_To do_
Work through the entries below and show every line in which "railcar" is found.

[Recorded data]
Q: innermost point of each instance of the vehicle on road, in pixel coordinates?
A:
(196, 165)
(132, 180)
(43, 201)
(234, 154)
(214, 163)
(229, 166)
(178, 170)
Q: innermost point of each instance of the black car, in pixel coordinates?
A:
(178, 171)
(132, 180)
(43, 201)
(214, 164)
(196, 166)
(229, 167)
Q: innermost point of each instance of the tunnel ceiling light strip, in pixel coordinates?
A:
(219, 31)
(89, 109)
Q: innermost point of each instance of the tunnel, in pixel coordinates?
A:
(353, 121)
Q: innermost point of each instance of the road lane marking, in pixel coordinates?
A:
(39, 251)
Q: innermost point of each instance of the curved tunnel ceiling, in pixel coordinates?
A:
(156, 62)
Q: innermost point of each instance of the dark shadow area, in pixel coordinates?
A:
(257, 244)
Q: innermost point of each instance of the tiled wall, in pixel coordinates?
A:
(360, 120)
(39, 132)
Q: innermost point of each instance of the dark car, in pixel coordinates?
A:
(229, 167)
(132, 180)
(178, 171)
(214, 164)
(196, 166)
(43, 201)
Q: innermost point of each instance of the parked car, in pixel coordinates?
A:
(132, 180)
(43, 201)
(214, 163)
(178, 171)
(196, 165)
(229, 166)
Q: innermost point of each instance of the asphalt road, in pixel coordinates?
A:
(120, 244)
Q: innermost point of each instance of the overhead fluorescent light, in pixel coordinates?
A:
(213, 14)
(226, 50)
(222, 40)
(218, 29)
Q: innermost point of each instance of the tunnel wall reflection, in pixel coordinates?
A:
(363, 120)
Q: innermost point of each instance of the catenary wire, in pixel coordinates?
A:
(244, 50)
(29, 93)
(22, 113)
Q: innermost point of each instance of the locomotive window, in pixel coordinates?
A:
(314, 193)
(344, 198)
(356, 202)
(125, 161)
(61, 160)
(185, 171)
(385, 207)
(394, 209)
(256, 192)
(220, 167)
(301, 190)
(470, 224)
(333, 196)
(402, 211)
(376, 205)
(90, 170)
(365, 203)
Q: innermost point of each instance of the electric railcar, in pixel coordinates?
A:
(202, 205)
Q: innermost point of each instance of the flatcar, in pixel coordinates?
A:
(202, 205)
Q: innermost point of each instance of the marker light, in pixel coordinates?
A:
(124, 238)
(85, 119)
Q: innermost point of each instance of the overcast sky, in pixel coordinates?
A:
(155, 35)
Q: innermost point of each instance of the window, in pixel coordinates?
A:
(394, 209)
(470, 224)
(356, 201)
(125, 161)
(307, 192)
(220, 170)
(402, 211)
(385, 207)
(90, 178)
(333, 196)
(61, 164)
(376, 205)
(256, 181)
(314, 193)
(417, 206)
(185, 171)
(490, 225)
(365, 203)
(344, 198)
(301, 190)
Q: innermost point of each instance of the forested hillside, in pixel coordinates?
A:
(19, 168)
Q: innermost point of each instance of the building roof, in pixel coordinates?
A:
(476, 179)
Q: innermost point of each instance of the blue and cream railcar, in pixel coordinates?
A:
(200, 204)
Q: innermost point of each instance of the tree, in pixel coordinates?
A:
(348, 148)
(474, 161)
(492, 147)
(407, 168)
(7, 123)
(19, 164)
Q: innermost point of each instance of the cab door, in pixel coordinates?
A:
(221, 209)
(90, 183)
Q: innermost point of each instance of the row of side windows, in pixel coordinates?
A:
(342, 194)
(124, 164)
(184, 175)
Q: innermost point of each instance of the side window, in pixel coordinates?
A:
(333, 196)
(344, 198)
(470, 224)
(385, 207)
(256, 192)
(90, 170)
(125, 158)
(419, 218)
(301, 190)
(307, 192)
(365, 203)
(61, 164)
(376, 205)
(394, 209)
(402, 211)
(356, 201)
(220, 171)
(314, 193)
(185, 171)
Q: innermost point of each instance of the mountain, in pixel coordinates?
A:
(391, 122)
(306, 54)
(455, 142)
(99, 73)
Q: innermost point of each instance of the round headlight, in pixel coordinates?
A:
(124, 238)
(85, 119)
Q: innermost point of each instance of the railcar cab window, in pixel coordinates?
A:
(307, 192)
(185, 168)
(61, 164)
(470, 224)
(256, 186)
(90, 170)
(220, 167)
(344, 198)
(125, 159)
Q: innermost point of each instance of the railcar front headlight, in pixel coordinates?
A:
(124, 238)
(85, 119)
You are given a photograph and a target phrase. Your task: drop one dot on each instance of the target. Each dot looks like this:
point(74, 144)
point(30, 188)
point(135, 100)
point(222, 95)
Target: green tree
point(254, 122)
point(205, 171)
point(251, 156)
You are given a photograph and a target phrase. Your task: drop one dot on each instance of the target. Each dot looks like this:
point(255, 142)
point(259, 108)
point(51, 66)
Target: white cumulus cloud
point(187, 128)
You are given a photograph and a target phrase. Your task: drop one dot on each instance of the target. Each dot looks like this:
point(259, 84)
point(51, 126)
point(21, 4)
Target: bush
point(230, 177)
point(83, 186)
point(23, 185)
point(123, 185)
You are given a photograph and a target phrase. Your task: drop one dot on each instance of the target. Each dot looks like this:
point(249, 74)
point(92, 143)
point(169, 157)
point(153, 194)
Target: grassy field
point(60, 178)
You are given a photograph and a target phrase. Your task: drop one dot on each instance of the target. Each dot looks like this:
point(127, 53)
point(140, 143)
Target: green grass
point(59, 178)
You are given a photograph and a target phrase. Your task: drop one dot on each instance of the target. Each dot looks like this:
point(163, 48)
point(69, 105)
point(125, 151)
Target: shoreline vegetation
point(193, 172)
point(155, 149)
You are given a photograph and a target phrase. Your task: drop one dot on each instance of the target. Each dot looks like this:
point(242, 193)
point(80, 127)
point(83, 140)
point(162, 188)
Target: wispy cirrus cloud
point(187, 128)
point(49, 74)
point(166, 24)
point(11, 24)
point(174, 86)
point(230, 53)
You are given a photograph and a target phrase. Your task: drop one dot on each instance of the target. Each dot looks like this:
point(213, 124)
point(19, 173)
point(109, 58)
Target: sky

_Solution below_
Q: innermost point of each instance of the electric railcar, in pixel coordinates?
Q: innermost point of each instance of the blue and cream railcar, in pixel coordinates?
Q: innermost point of each instance of the railcar cab window, in pixel coordinates?
Q: innermost point of each instance of the railcar front headlight, in pixel coordinates?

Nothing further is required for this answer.